[Exercise prompt]
Output the full material exactly as it appears here.

[Material shown]
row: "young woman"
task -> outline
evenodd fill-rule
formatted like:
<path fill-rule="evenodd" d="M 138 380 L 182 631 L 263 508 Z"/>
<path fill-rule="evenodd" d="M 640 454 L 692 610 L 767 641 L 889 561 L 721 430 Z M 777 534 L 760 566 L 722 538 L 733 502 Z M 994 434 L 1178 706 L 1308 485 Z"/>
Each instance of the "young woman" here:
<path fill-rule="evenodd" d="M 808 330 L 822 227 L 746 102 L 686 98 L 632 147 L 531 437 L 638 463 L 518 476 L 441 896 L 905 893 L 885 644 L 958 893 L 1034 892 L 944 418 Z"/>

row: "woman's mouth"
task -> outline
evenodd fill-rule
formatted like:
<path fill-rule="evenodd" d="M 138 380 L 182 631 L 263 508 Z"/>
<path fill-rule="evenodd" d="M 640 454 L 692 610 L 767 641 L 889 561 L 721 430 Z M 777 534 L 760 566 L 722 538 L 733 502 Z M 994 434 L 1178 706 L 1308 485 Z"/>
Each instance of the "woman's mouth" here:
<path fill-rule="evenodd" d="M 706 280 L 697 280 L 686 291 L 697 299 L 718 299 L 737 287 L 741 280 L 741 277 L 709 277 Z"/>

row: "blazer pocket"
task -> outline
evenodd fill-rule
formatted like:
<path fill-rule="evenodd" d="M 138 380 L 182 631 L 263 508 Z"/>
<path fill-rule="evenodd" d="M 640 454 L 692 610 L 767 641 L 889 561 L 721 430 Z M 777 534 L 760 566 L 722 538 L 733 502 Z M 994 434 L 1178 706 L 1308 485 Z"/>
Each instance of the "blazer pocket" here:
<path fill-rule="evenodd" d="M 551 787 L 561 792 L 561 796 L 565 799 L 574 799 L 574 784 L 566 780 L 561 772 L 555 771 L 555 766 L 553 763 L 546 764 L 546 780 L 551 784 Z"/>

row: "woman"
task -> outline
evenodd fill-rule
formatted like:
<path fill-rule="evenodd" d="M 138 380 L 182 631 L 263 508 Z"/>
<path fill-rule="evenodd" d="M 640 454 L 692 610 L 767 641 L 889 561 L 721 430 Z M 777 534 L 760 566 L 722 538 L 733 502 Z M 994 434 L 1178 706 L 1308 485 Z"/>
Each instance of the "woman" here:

[Right answer]
row: "young woman"
task -> outline
evenodd fill-rule
formatted like:
<path fill-rule="evenodd" d="M 138 380 L 182 631 L 263 508 Z"/>
<path fill-rule="evenodd" d="M 640 454 L 692 610 L 767 641 L 889 561 L 721 430 Z M 777 534 L 760 566 L 722 538 L 733 502 Z M 994 434 L 1178 706 L 1308 485 Z"/>
Each instance of the "young woman" here:
<path fill-rule="evenodd" d="M 808 330 L 822 227 L 746 102 L 686 98 L 632 147 L 531 437 L 638 463 L 518 476 L 441 896 L 905 893 L 885 644 L 958 893 L 1034 892 L 944 418 Z"/>

row: "woman's mouth"
task -> outline
evenodd fill-rule
formatted like:
<path fill-rule="evenodd" d="M 138 380 L 182 631 L 263 508 Z"/>
<path fill-rule="evenodd" d="M 640 454 L 692 610 L 767 641 L 889 561 L 721 430 Z M 777 534 L 760 566 L 722 538 L 733 502 Z M 994 434 L 1178 706 L 1308 485 Z"/>
Each instance of the "woman's mouth" here:
<path fill-rule="evenodd" d="M 706 280 L 697 280 L 686 291 L 697 299 L 718 299 L 737 287 L 741 280 L 741 277 L 709 277 Z"/>

row: "blazer pocket"
task -> outline
evenodd fill-rule
formatted like:
<path fill-rule="evenodd" d="M 138 380 L 182 631 L 263 508 Z"/>
<path fill-rule="evenodd" d="M 640 454 L 692 610 L 767 641 L 889 561 L 721 430 Z M 777 534 L 760 566 L 722 538 L 733 502 Z M 994 434 L 1178 706 L 1308 485 Z"/>
Each instance of the "blazer pocket" here:
<path fill-rule="evenodd" d="M 551 787 L 561 792 L 561 796 L 565 799 L 574 799 L 574 784 L 566 780 L 561 772 L 555 771 L 555 766 L 553 763 L 546 764 L 546 780 L 551 784 Z"/>

row: "woman"
task -> outline
evenodd fill-rule
formatted like:
<path fill-rule="evenodd" d="M 138 380 L 182 631 L 263 508 Z"/>
<path fill-rule="evenodd" d="M 640 454 L 692 610 L 767 641 L 889 561 L 721 430 Z M 777 534 L 760 566 L 722 538 L 733 502 Z M 994 434 L 1178 706 L 1308 485 Z"/>
Each instance of the "woman" here:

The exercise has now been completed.